▶ **Written task 1**:
According to the 2nd Krajina Corps article below, where was the corps headquartered?
▶ **Written task 2**:
For each statement, say whether the 2nd Krajina Corps article below supports it, answering yes or no and quoting the words of the article that decide it: (a) The corps was established on 19 May 1992. (b) The corps numbered 25,000 soldiers. (c) Grujo Borić commanded the corps before Radivoje Tomanić.

▶ **Page extract**:
####

- Active: 19 May 1992 — 17 January 1996
- Country: Republika Srpska
- Allegiance: Army of Republika Srpska
- Branch: Ground Forces
- Type: Motorized Mountain Armoured
- Role: The protection of the western parts of Republika Srpska
- Size: 15,000
- Garrison/HQ: Drvar
- Anniversaries: 19 May
- Engagements: Bosnian War

Commanders
- Commander: Radivoje Tomanić Grujo Borić

= 2nd Krajina Corps =

2nd Krajina Corps (Serbian: 2. крајишки корпус, 2. krajiški korpus) was one of the six corps of the Army of Republika Srpska (VRS), established on 19 May 1992. Before implementation into the Army of Republika Srpska. Commander of the corps was Radivoje Tomanić and later it was Grujo Borić. The corps numbered 15,000 soldiers. During the War in Bosnia and Herzegovina around 2,000 died.

####

▶ **Dataset excerpts**:

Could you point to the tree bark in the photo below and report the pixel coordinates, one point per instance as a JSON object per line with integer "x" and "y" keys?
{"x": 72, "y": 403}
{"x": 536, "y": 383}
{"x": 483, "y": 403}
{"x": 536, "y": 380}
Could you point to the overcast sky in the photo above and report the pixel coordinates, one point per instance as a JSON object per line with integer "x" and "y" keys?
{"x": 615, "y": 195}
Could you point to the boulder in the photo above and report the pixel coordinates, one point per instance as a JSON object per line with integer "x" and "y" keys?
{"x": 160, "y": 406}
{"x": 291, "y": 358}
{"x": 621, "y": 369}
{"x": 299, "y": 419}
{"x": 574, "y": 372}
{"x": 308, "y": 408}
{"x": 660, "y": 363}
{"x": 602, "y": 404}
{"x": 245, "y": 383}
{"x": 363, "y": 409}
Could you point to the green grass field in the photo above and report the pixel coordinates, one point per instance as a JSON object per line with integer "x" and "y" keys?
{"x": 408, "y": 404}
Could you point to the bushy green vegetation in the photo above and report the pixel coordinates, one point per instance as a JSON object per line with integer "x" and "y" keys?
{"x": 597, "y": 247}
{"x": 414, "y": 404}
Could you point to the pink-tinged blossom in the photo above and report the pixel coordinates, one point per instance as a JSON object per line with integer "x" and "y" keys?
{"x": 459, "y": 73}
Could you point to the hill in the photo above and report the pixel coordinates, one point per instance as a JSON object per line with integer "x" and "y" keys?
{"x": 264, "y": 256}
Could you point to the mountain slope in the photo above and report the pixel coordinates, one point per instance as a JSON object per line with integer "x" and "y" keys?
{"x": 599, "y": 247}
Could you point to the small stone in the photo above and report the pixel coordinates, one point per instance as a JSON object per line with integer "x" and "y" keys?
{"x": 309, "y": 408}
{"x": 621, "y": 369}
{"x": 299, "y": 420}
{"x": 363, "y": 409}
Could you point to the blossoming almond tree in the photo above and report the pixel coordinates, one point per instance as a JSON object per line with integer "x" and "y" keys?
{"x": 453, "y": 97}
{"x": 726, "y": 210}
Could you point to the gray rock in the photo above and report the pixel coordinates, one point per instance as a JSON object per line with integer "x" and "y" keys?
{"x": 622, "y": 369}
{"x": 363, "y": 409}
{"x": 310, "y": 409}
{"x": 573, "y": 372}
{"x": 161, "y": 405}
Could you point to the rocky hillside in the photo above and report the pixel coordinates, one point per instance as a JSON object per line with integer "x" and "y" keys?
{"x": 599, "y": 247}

####

▶ **Solution 1**:
Drvar

▶ **Solution 2**:
(a) Yes: "established on 19 May 1992"
(b) No: "The corps numbered 15,000 soldiers."
(c) No: "Commander of the corps was Radivoje Tomanić and later it was Grujo Borić."